[Records from a collection]
--- START ---

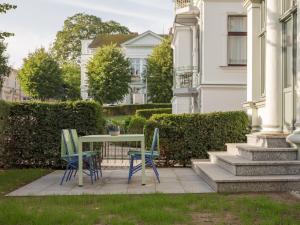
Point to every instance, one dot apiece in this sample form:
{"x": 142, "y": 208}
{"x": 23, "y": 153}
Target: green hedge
{"x": 33, "y": 131}
{"x": 147, "y": 113}
{"x": 131, "y": 109}
{"x": 4, "y": 113}
{"x": 183, "y": 137}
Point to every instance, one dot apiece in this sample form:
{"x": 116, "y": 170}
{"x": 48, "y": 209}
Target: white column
{"x": 253, "y": 59}
{"x": 297, "y": 81}
{"x": 273, "y": 109}
{"x": 253, "y": 49}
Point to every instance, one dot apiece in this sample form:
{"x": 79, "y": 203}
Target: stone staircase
{"x": 266, "y": 163}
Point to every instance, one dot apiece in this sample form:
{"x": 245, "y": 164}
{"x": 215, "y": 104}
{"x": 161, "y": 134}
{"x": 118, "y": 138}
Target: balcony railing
{"x": 182, "y": 3}
{"x": 186, "y": 77}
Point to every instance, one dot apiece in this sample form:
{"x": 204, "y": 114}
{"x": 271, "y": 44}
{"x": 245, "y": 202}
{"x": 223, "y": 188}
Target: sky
{"x": 35, "y": 22}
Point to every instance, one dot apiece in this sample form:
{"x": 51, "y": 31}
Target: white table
{"x": 109, "y": 138}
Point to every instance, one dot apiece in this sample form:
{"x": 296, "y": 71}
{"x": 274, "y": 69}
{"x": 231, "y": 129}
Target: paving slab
{"x": 114, "y": 181}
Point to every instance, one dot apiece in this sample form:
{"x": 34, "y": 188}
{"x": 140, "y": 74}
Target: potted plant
{"x": 113, "y": 129}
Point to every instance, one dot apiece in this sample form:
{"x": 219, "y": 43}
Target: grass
{"x": 190, "y": 209}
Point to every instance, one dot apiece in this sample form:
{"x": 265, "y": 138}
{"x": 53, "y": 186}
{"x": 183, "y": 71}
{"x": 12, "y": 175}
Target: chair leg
{"x": 62, "y": 179}
{"x": 155, "y": 170}
{"x": 69, "y": 174}
{"x": 100, "y": 168}
{"x": 130, "y": 169}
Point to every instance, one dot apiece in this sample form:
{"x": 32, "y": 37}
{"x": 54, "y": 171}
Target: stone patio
{"x": 173, "y": 180}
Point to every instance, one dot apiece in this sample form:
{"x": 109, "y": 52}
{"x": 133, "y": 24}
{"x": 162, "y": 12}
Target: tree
{"x": 71, "y": 79}
{"x": 4, "y": 7}
{"x": 160, "y": 73}
{"x": 67, "y": 45}
{"x": 4, "y": 68}
{"x": 109, "y": 75}
{"x": 40, "y": 76}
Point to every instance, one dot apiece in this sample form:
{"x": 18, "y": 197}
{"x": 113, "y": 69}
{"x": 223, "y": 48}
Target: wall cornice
{"x": 247, "y": 3}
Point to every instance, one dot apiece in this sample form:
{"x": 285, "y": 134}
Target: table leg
{"x": 80, "y": 164}
{"x": 143, "y": 163}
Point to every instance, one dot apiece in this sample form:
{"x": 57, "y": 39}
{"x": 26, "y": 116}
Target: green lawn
{"x": 154, "y": 209}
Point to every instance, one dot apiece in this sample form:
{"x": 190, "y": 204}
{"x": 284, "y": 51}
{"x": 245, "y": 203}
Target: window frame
{"x": 235, "y": 34}
{"x": 262, "y": 36}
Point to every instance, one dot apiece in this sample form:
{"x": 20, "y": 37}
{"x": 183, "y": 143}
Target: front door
{"x": 289, "y": 70}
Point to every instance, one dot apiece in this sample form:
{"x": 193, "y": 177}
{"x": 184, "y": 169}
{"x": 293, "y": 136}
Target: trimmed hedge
{"x": 4, "y": 113}
{"x": 131, "y": 109}
{"x": 136, "y": 125}
{"x": 147, "y": 113}
{"x": 33, "y": 131}
{"x": 183, "y": 137}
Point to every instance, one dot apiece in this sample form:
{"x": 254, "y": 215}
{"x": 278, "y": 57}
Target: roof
{"x": 106, "y": 39}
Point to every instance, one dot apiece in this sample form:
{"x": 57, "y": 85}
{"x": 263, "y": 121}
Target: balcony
{"x": 182, "y": 3}
{"x": 186, "y": 12}
{"x": 186, "y": 79}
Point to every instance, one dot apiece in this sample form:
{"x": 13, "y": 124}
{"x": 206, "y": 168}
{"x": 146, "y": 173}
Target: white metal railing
{"x": 186, "y": 77}
{"x": 182, "y": 3}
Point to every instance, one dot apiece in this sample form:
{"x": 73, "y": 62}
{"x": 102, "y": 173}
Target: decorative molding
{"x": 247, "y": 3}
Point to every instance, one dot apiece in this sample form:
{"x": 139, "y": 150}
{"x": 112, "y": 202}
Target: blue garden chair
{"x": 150, "y": 156}
{"x": 69, "y": 154}
{"x": 95, "y": 154}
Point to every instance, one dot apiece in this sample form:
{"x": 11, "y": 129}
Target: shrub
{"x": 183, "y": 137}
{"x": 131, "y": 109}
{"x": 147, "y": 113}
{"x": 33, "y": 132}
{"x": 136, "y": 125}
{"x": 4, "y": 112}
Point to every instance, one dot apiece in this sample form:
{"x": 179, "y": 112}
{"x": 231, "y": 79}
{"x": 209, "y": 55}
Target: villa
{"x": 267, "y": 162}
{"x": 135, "y": 47}
{"x": 210, "y": 56}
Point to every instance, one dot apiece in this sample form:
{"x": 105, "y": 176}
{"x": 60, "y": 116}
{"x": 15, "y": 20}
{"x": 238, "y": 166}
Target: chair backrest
{"x": 67, "y": 147}
{"x": 155, "y": 141}
{"x": 74, "y": 139}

--- END ---

How to complete this task: Print the entries above exactly, leaving pictures out.

Exercise answer:
Point to every instance, one dot apiece in this sample form:
{"x": 142, "y": 208}
{"x": 23, "y": 153}
Target: green hedge
{"x": 33, "y": 131}
{"x": 147, "y": 113}
{"x": 131, "y": 109}
{"x": 4, "y": 113}
{"x": 183, "y": 137}
Point to every instance, one dot apiece in this sample form:
{"x": 116, "y": 170}
{"x": 48, "y": 209}
Target: white column
{"x": 253, "y": 59}
{"x": 297, "y": 81}
{"x": 273, "y": 109}
{"x": 253, "y": 49}
Point to every instance, one dot apiece in this sample form:
{"x": 79, "y": 203}
Target: stone staircase
{"x": 266, "y": 163}
Point to every instance, one dot apiece in this sample form:
{"x": 245, "y": 164}
{"x": 215, "y": 104}
{"x": 161, "y": 134}
{"x": 118, "y": 138}
Target: balcony railing
{"x": 182, "y": 3}
{"x": 186, "y": 77}
Point to every instance, one dot apiece in this sample form:
{"x": 204, "y": 114}
{"x": 271, "y": 44}
{"x": 245, "y": 202}
{"x": 223, "y": 188}
Target: sky
{"x": 35, "y": 22}
Point to every instance, one dot apiece in this sample form:
{"x": 51, "y": 31}
Target: white table
{"x": 109, "y": 138}
Point to every instance, one dot apiece in this sample form:
{"x": 296, "y": 71}
{"x": 274, "y": 69}
{"x": 231, "y": 129}
Target: paving slab
{"x": 114, "y": 181}
Point to every instance, one dot apiece in this sample form:
{"x": 34, "y": 188}
{"x": 140, "y": 74}
Target: potted plant
{"x": 113, "y": 129}
Point to every instance, one dot apiece in this sample form:
{"x": 219, "y": 43}
Target: grass
{"x": 190, "y": 209}
Point to every instance, one dot apiece in this sample form:
{"x": 265, "y": 138}
{"x": 53, "y": 186}
{"x": 183, "y": 71}
{"x": 12, "y": 175}
Target: chair leg
{"x": 62, "y": 179}
{"x": 155, "y": 170}
{"x": 69, "y": 174}
{"x": 100, "y": 168}
{"x": 130, "y": 169}
Point to every instance, one dot apiece in this sample form:
{"x": 32, "y": 37}
{"x": 54, "y": 171}
Target: stone patio
{"x": 173, "y": 180}
Point to every instance, one dot apiece in this sample form:
{"x": 109, "y": 52}
{"x": 133, "y": 24}
{"x": 162, "y": 12}
Target: tree
{"x": 71, "y": 79}
{"x": 4, "y": 7}
{"x": 160, "y": 73}
{"x": 67, "y": 45}
{"x": 4, "y": 68}
{"x": 109, "y": 75}
{"x": 40, "y": 76}
Point to every instance, one dot apiece in this sample form:
{"x": 18, "y": 197}
{"x": 113, "y": 69}
{"x": 223, "y": 48}
Target: wall cornice
{"x": 247, "y": 3}
Point to every instance, one dot apiece in this sample form:
{"x": 285, "y": 134}
Target: table leg
{"x": 80, "y": 164}
{"x": 143, "y": 163}
Point to every instance, one dot apiece in this sample form:
{"x": 57, "y": 39}
{"x": 26, "y": 116}
Target: green lawn
{"x": 154, "y": 209}
Point to every instance, one dot apiece in this sample form:
{"x": 190, "y": 204}
{"x": 284, "y": 51}
{"x": 245, "y": 203}
Target: window frame
{"x": 235, "y": 34}
{"x": 262, "y": 36}
Point to every instance, one dot apiece in this sample form:
{"x": 20, "y": 37}
{"x": 183, "y": 143}
Target: front door
{"x": 289, "y": 70}
Point to every instance, one dot apiece in this sample form:
{"x": 193, "y": 177}
{"x": 184, "y": 169}
{"x": 293, "y": 136}
Target: trimmed hedge
{"x": 4, "y": 113}
{"x": 131, "y": 109}
{"x": 136, "y": 125}
{"x": 147, "y": 113}
{"x": 33, "y": 131}
{"x": 183, "y": 137}
Point to every instance, one dot apiece in this sample form:
{"x": 254, "y": 215}
{"x": 278, "y": 57}
Target: roof
{"x": 106, "y": 39}
Point to every instance, one dot apiece in this sample form:
{"x": 57, "y": 85}
{"x": 263, "y": 121}
Target: balcony
{"x": 182, "y": 3}
{"x": 186, "y": 12}
{"x": 186, "y": 79}
Point to every instance, one dot apiece in this sample form:
{"x": 13, "y": 124}
{"x": 206, "y": 168}
{"x": 146, "y": 173}
Target: white metal railing
{"x": 186, "y": 77}
{"x": 182, "y": 3}
Point to every instance, one dot apiece in this sample form:
{"x": 73, "y": 62}
{"x": 102, "y": 173}
Target: decorative molding
{"x": 247, "y": 3}
Point to every instance, one dot apiece in this sample form:
{"x": 139, "y": 150}
{"x": 112, "y": 202}
Target: blue garden chair
{"x": 150, "y": 156}
{"x": 69, "y": 154}
{"x": 95, "y": 154}
Point to every instance, one dot apiece in this sample form:
{"x": 11, "y": 129}
Target: shrub
{"x": 183, "y": 137}
{"x": 131, "y": 109}
{"x": 147, "y": 113}
{"x": 33, "y": 132}
{"x": 136, "y": 125}
{"x": 4, "y": 112}
Point to every instance, one dot apiece in this sample form:
{"x": 179, "y": 112}
{"x": 231, "y": 79}
{"x": 209, "y": 55}
Target: villa
{"x": 267, "y": 162}
{"x": 135, "y": 47}
{"x": 210, "y": 56}
Point to every instance, one dot apiece in this sample form:
{"x": 105, "y": 176}
{"x": 60, "y": 116}
{"x": 15, "y": 20}
{"x": 238, "y": 166}
Target: chair backrest
{"x": 67, "y": 147}
{"x": 155, "y": 141}
{"x": 74, "y": 139}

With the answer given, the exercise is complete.